START INPUT RECORDS

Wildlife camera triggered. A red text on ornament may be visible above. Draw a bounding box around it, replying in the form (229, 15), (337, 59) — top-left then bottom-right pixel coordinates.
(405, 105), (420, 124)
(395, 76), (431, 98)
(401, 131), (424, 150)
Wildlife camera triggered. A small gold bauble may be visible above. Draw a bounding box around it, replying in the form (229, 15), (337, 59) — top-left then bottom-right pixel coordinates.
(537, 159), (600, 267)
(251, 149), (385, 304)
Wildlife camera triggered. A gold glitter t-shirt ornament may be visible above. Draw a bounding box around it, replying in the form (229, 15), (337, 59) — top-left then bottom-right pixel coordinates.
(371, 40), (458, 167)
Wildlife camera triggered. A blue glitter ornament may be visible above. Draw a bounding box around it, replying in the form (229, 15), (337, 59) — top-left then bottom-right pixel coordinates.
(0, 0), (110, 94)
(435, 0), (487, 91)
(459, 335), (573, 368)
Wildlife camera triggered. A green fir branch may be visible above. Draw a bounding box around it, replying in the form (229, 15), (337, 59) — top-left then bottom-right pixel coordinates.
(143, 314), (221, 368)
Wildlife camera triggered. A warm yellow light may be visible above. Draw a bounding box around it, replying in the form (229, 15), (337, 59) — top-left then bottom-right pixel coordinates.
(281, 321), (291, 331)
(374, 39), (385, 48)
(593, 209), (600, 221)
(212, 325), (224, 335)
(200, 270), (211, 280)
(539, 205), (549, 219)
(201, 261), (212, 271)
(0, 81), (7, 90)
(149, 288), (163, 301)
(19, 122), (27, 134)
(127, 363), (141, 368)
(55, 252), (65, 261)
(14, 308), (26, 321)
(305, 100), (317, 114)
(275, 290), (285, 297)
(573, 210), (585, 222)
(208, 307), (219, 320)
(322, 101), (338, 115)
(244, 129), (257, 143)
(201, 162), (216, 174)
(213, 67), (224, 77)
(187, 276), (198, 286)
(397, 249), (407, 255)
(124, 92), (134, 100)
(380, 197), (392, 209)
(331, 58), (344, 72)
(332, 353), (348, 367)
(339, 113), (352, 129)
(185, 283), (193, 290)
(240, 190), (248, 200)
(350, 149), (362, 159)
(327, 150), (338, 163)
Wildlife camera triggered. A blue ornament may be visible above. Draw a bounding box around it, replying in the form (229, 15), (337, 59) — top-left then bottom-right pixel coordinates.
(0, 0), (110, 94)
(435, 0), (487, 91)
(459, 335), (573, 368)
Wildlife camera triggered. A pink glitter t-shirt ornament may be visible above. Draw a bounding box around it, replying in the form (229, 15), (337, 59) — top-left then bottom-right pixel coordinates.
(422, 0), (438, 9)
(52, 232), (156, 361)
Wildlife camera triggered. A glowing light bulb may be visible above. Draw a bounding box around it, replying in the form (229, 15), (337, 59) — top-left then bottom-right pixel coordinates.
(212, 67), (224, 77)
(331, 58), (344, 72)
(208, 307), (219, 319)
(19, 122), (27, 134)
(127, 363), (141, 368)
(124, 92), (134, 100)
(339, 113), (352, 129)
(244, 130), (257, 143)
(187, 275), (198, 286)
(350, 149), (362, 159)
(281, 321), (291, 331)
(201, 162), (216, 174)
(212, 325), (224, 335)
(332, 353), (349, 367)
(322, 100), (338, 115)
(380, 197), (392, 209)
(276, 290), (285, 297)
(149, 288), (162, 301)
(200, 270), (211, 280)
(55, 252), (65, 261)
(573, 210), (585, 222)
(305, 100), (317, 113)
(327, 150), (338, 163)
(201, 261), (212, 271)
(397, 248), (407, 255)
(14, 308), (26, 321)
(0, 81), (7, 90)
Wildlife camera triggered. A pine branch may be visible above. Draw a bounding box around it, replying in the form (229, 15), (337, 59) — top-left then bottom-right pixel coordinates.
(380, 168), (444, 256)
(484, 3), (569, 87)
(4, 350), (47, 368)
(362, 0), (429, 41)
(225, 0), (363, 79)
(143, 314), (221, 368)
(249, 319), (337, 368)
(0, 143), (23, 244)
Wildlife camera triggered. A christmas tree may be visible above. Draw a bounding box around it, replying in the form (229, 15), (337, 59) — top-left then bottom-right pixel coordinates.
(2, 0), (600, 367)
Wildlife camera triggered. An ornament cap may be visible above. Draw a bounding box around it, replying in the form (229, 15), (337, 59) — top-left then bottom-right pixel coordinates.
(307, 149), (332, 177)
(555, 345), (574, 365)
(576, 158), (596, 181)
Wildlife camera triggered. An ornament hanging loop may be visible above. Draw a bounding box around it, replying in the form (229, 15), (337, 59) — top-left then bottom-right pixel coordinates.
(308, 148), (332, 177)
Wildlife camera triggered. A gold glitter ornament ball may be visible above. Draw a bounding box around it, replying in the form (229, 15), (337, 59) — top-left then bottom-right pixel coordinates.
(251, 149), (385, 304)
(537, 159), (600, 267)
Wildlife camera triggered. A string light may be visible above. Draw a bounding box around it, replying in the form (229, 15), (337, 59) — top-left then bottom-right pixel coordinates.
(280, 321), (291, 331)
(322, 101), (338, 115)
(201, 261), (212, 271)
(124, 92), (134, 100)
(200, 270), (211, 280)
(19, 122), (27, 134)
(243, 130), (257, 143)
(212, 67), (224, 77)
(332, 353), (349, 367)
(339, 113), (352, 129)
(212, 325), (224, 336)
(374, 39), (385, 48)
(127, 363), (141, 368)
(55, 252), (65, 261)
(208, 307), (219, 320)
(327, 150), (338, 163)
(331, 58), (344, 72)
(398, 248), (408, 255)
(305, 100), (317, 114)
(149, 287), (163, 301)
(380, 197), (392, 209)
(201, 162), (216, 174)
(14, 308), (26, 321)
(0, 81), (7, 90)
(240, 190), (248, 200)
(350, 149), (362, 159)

END INPUT RECORDS

### ABOUT THIS EXERCISE
Without changing a word, restate the whole listing.

### OUTPUT FOR THIS EXERCISE
Wildlife camera triggered. A red text on ornament may be visible above. Draw a bounding box around it, replying in the form (229, 15), (337, 59) — top-left then bottom-right pixel coordinates.
(405, 105), (420, 124)
(395, 76), (431, 98)
(401, 131), (424, 150)
Wildlife camera triggered. A small gold bauble may be visible above. Draw a bounding box around it, replying in the form (229, 15), (337, 59) — top-left then bottom-right pixel coordinates.
(537, 159), (600, 267)
(251, 149), (385, 304)
Wildlife camera triggered. A gold glitter t-shirt ornament may be visible above. Draw a bounding box around it, replying in the form (229, 15), (337, 59) — top-left then bottom-right pixel coordinates.
(371, 40), (458, 167)
Wildlife camera triggered. A blue glitter ornament may be visible above. Draw a bounding box around it, replying in the form (229, 15), (337, 59) — top-left then bottom-right pixel coordinates.
(0, 0), (110, 94)
(435, 0), (487, 91)
(459, 335), (573, 368)
Wildlife camera triggered. A green fir branch may be visible above. Draw a bounding box around it, replying in the form (229, 15), (337, 59) — top-left then bottom-right pixel coordinates.
(143, 314), (221, 368)
Wildlife camera triggered. A warm yellow light may be visible above. Draw a bounding box around it, replying in the form (229, 15), (337, 59) — top-left then bottom-right pixel coordinates.
(281, 321), (291, 331)
(374, 39), (385, 48)
(593, 209), (600, 221)
(212, 325), (224, 335)
(200, 270), (211, 280)
(539, 205), (549, 219)
(201, 261), (212, 271)
(0, 81), (7, 90)
(149, 288), (163, 301)
(19, 122), (27, 134)
(127, 363), (141, 368)
(55, 252), (65, 261)
(14, 308), (26, 321)
(305, 100), (317, 114)
(275, 290), (285, 297)
(573, 210), (585, 222)
(208, 307), (219, 320)
(322, 101), (338, 115)
(244, 129), (257, 143)
(201, 162), (216, 174)
(213, 67), (224, 77)
(187, 276), (198, 286)
(397, 249), (407, 255)
(124, 92), (134, 100)
(380, 197), (392, 209)
(331, 58), (344, 72)
(332, 353), (348, 367)
(339, 113), (352, 129)
(185, 283), (193, 290)
(240, 190), (248, 200)
(350, 149), (362, 159)
(327, 150), (338, 163)
Wildlife camera triggered. A blue ornament may be visible above. Draw a bounding box around it, replying in the form (229, 15), (337, 59) — top-left then bottom-right pixel coordinates.
(0, 0), (110, 94)
(435, 0), (487, 91)
(459, 335), (573, 368)
Wildlife camera triggered. A pink glitter t-shirt ornament may be visible above. Draw a bounding box around it, replying in the form (229, 15), (337, 59) — top-left then bottom-right pixel coordinates.
(422, 0), (438, 9)
(52, 232), (156, 361)
Wildlife camera triggered. A glowing light bulb may be visible above. Draw a bounding box around it, replying in the form (229, 15), (337, 59) — top-left then bottom-right pixel coordinates.
(212, 67), (224, 77)
(331, 58), (344, 72)
(208, 307), (219, 319)
(19, 122), (27, 134)
(127, 363), (141, 368)
(124, 92), (134, 100)
(339, 113), (352, 129)
(244, 130), (257, 143)
(187, 275), (198, 286)
(350, 149), (362, 159)
(281, 321), (291, 331)
(201, 162), (216, 174)
(212, 325), (224, 335)
(332, 353), (349, 367)
(322, 100), (338, 115)
(380, 197), (392, 209)
(276, 290), (285, 297)
(149, 288), (162, 301)
(200, 270), (211, 280)
(55, 252), (65, 261)
(573, 210), (585, 222)
(305, 100), (317, 113)
(327, 150), (338, 163)
(201, 261), (212, 271)
(397, 248), (407, 255)
(14, 308), (26, 321)
(0, 81), (7, 90)
Wildlife camera triggered. A pine branch may be visible above. Draw a bounding box around it, replying in the form (229, 15), (337, 59) — top-left then bottom-right pixel coordinates.
(380, 168), (444, 256)
(484, 3), (569, 87)
(4, 350), (47, 368)
(362, 0), (429, 41)
(225, 0), (363, 79)
(143, 314), (221, 368)
(249, 319), (337, 368)
(0, 143), (23, 244)
Wildlife camera triggered. A christmas tree may be visible above. Draw a bounding box around it, replying in the form (229, 15), (337, 59) — top-left then bottom-right pixel coordinates.
(2, 0), (600, 367)
Wildlife camera triggered. An ornament cap may be visible above. Draw a bounding box around it, replying in the form (229, 15), (337, 59) — top-left then bottom-right pixel coordinates.
(307, 149), (332, 177)
(555, 345), (574, 365)
(576, 158), (596, 181)
Wildlife camera triggered. An ornament hanging loop may be visible above. Draw a bounding box around it, replying in the form (229, 15), (337, 59) — top-left then bottom-right pixel coordinates.
(308, 148), (332, 177)
Wildlife camera triggered. A gold glitter ornament ball may be visible above. Draw a bounding box around it, replying in the form (229, 15), (337, 59) — top-left then bottom-right pixel coordinates.
(251, 149), (385, 304)
(537, 159), (600, 267)
Wildlife camera triggered. A string light may be visible above. Draw a bounding box around it, replying in the form (229, 15), (337, 59) — top-left then bottom-right pixel coordinates.
(280, 321), (291, 331)
(322, 101), (338, 115)
(201, 261), (212, 271)
(124, 92), (134, 100)
(200, 270), (211, 280)
(19, 122), (27, 134)
(243, 130), (257, 143)
(212, 67), (224, 77)
(332, 353), (349, 367)
(339, 113), (352, 129)
(212, 325), (224, 336)
(374, 39), (385, 48)
(127, 363), (141, 368)
(55, 252), (65, 261)
(208, 307), (219, 320)
(327, 150), (338, 163)
(331, 58), (344, 72)
(398, 248), (408, 255)
(305, 100), (317, 114)
(149, 287), (163, 301)
(380, 197), (392, 209)
(201, 162), (216, 174)
(14, 308), (26, 321)
(0, 81), (7, 90)
(240, 190), (248, 200)
(350, 149), (362, 159)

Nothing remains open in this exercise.